## EXTRACTED ENTRIES
>> BEGIN

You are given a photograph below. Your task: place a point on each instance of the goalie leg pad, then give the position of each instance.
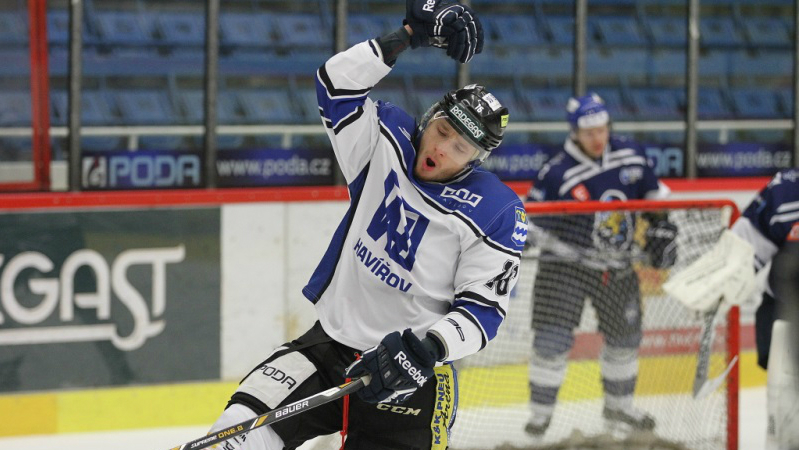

>> END
>> BEGIN

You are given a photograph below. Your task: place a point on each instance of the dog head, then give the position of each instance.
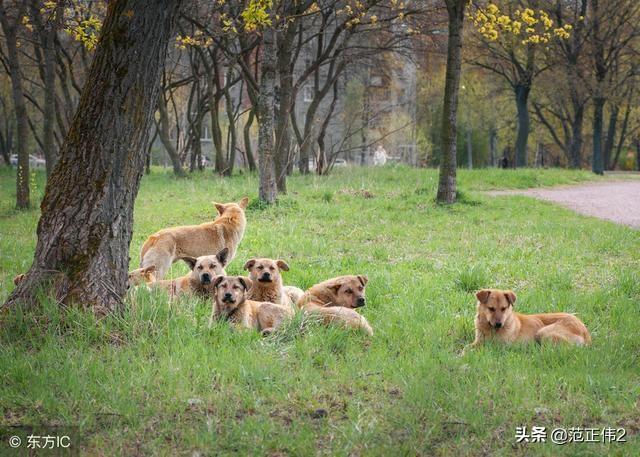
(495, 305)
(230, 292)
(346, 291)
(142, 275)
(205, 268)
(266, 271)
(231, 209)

>> END

## AIM OF THE TASK
List each line of the records above that contains the word "instance".

## WORKED ANSWER
You are given a photograph below. Your task: place a point on each instance of the goalie leg pad, then give the position of each instance.
You are given a photograph below. Your task: place a point on each instance of the dog head, then give the position of each instance.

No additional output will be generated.